**Exercícios propostos:**
A) No trecho, o bem de todos é uma estrutura que permite a consecução de quê?
B) Enumere as liberdades naturais que o trecho considera imprescindíveis ao desenvolvimento das potencialidades de cada um.

Como o homem é social, o bem de cada um em particular está relacionado com o bem de todos. O bem de todos tem sentido em face de cada pessoa humana individualmente considerada. Trata-se de uma estrutura que permite a consecução da felicidade.

Pressupõe o respeito pela dignidade da pessoa humana [63] cujos direitos fundamentais e inalienáveis devem ser tratados de forma a ensejar uma concreta vida individual e social conducente à plena realização de cada indivíduo em particular. Implica a viabilidade do exercício das liberdades naturais imprescindíveis ao desenvolvimento das potencialidades de cada um: ação conforme à reta consciência, proteção da vida particular e liberdade ordenada ao bem de todos.

**Linhas fornecidas:**
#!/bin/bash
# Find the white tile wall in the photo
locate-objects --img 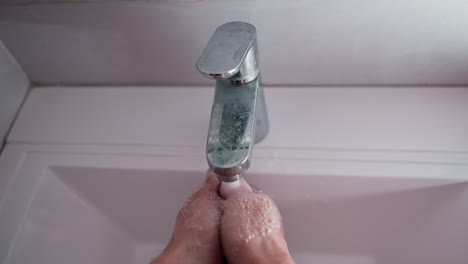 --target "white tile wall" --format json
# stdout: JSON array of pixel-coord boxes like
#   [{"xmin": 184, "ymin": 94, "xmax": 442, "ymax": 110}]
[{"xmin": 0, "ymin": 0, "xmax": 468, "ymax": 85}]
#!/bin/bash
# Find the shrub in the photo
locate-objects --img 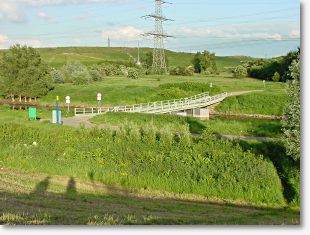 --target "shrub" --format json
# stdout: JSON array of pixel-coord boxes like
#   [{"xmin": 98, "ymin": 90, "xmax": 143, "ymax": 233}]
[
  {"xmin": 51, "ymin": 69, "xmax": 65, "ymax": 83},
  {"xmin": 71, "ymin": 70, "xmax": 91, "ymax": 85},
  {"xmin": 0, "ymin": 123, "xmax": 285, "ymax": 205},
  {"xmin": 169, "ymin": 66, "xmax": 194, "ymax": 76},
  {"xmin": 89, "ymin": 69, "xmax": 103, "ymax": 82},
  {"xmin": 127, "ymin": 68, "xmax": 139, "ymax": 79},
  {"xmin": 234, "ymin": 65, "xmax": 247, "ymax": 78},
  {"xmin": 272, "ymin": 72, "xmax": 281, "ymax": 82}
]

**Soluções por exercício:**
A) Da felicidade.

B)
- Ação conforme à reta consciência
- Proteção da vida particular
- Liberdade ordenada ao bem de todos